__TASK 1__
Find every line in the rows, not in the wildfire data set page, that contains the string "green", and copy each of those lines in full.
┄┄┄┄┄┄
Next Day Wildfire Spread: A Machine Learning Data Set to Predict Wildfire Spreading from Remote-Sensing Data

This is the code accompanying the paper "Next Day Wildfire Spread: A Machine Learning Data Set to Predict Wildfire Spreading from Remote-Sensing Data".

The dataset can be found on Kaggle.

If you use this code or data, please cite:

F. Huot, R. L. Hu, N. Goyal, T. Sankar, M. Ihme, and Y.-F. Chen, “Next Day Wildfire Spread: A Machine Learning Data Set to Predict Wildfire Spreading from Remote-Sensing Data”, arXiv preprint, 2021.

Data Demo

dataset_demo.ipynb is a Jupyter Notebook demonstrating how to load and parse the data set.

Data Export

To export the data yourself, ensure you have a Google Storage bucket. Here is an example command, substituting your own bucket.

python3 -m simulation_research.next_day_wildfire_spread.data_export.export_ee_training_data_main \
--bucket=${BUCKET} \
--start_date="2020-01-01" \
--end_date="2021-01-01"
┄┄┄┄┄┄
__TASK 2__
Write the next part of the wildfire data set page above, starting right after its last line.
┄┄┄┄┄┄
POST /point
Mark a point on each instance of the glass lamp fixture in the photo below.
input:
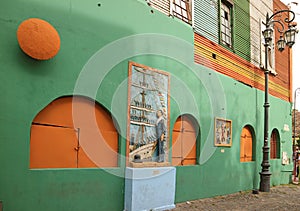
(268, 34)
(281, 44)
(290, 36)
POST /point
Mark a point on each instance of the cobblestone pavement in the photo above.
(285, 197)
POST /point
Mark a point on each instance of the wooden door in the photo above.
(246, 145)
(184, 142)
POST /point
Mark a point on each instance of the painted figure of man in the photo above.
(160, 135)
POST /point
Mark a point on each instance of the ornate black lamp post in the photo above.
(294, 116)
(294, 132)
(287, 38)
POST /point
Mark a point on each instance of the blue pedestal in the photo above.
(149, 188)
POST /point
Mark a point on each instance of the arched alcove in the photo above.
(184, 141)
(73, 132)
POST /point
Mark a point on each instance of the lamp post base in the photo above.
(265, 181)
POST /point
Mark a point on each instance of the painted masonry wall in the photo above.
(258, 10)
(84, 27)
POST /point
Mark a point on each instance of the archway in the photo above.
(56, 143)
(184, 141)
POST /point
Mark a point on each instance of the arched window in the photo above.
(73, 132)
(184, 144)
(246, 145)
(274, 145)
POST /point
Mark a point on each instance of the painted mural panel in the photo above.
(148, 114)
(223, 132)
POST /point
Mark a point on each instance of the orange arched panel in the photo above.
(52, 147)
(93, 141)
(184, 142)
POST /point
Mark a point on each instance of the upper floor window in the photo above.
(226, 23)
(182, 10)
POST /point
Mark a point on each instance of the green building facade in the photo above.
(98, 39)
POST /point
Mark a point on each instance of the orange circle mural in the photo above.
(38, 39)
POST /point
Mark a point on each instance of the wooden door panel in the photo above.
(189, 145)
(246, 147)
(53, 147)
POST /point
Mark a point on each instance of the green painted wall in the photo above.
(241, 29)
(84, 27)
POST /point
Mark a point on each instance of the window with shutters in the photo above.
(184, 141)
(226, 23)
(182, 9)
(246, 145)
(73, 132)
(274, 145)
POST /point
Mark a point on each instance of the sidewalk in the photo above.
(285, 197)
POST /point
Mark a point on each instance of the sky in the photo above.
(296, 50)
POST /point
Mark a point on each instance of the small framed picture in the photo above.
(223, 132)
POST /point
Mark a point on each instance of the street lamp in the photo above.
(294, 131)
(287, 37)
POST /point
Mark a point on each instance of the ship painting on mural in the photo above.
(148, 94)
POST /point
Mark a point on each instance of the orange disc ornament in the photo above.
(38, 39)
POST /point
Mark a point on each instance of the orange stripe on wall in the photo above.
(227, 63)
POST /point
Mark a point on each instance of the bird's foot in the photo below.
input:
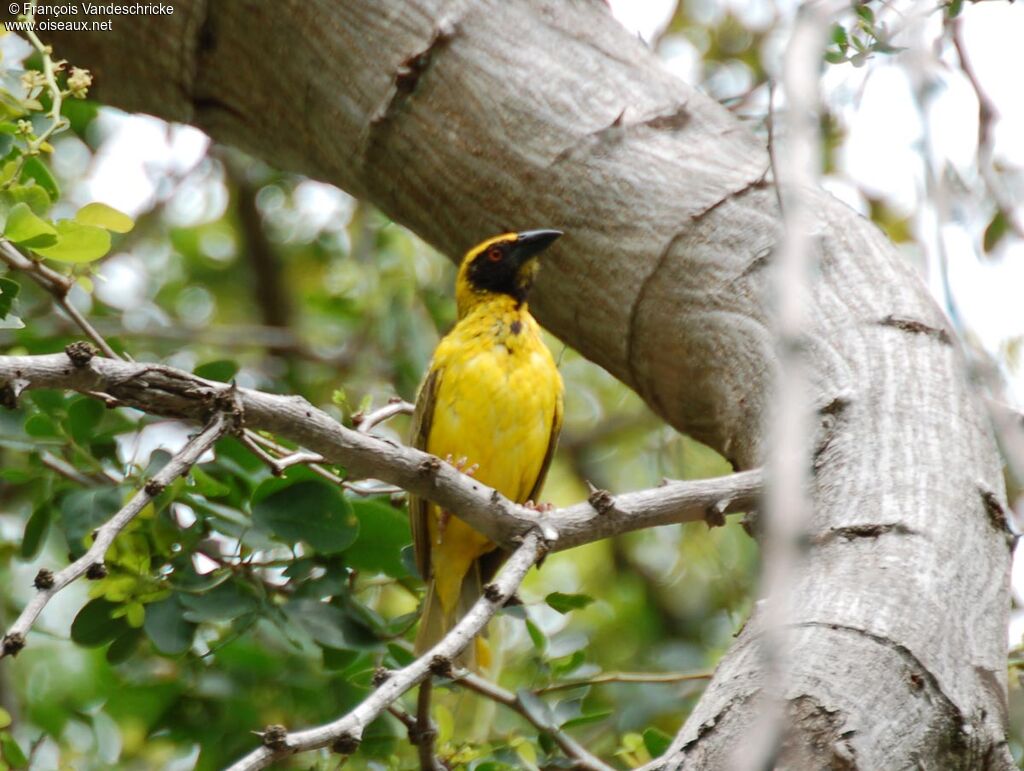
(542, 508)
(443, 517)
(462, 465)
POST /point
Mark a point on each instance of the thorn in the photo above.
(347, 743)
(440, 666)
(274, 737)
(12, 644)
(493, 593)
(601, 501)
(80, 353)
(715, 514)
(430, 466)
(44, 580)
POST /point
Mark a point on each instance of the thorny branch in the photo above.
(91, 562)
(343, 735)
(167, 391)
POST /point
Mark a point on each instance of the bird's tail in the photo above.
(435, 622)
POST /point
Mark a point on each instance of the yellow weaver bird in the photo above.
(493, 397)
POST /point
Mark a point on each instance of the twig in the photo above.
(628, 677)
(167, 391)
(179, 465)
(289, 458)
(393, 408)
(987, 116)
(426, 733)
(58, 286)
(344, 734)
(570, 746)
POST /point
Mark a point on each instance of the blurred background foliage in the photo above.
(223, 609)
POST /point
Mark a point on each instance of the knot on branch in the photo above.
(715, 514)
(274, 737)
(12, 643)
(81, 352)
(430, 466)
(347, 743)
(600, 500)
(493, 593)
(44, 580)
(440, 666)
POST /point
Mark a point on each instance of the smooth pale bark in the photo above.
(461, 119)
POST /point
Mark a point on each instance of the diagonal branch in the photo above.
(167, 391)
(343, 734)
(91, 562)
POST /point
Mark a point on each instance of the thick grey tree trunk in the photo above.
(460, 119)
┄┄┄┄┄┄
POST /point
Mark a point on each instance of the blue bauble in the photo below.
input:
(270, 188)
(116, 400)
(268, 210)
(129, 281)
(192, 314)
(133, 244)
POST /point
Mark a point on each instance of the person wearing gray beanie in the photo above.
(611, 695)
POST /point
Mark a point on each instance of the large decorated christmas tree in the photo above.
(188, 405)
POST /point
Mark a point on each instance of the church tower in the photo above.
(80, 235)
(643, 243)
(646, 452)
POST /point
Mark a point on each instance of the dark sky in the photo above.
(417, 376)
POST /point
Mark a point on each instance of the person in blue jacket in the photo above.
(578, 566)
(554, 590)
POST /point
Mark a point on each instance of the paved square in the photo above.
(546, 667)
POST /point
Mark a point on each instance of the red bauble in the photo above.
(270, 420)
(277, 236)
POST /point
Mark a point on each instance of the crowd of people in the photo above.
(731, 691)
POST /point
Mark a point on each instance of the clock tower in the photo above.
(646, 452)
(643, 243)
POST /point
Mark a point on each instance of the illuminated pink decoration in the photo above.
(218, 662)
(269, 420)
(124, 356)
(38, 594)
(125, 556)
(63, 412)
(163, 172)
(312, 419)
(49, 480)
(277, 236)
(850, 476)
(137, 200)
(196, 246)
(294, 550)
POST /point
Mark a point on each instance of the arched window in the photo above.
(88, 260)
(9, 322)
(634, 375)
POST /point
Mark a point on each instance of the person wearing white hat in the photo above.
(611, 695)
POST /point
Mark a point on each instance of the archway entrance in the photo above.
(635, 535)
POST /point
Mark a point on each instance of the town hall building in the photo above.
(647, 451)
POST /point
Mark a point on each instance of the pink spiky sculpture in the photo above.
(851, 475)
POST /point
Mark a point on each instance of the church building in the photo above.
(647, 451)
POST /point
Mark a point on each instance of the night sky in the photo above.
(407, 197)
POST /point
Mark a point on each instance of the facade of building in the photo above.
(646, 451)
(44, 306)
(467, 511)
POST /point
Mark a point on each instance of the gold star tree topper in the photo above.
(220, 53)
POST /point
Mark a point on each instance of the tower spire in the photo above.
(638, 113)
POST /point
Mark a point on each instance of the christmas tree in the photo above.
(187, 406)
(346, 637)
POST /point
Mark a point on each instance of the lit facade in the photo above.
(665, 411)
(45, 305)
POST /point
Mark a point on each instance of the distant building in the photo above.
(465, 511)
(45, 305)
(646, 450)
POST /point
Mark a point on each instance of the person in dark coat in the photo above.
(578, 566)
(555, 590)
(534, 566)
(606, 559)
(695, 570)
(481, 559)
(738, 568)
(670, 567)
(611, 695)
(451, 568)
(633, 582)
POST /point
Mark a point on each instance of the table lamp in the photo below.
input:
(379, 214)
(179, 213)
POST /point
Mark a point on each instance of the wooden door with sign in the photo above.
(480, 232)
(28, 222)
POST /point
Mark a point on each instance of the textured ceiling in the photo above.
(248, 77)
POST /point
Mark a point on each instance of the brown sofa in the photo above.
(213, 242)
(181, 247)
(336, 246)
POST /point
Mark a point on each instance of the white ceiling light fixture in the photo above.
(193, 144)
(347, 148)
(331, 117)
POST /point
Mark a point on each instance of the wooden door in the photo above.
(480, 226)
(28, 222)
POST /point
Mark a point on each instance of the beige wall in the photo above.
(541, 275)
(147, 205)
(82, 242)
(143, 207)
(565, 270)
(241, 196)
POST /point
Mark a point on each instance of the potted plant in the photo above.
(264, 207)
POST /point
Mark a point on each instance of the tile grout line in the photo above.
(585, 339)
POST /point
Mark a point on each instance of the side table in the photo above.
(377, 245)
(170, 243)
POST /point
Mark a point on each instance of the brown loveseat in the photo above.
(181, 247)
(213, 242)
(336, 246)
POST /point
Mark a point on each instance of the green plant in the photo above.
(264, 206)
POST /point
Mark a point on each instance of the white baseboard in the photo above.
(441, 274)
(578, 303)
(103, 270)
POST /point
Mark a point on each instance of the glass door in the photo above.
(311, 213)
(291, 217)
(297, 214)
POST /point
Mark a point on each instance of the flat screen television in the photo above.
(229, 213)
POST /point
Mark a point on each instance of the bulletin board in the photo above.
┄┄┄┄┄┄
__RESULT 1__
Mark a point on each instance of the green building facade in the photo above.
Mark a point on each instance of the green painted wall in the photo above.
Mark a point on each instance of the green plant in the photo above.

__RESULT 2__
With the output of the previous export job, you can extract ongoing fires (fires for which there is at least one positive fire label in the PrevFireMask and in the FireMask) and write them to TFRecords. Here is an example command, substituting the location of your data (copied from Google Cloud to a local directory).

python3 -m simulation_research.next_day_wildfire_spread.data_export.extract_ongoing_fires_main \
--file_pattern="${DATA_DIR}/*.tfrecord.gz" \
--out_file_prefix="${DATA_DIR}/"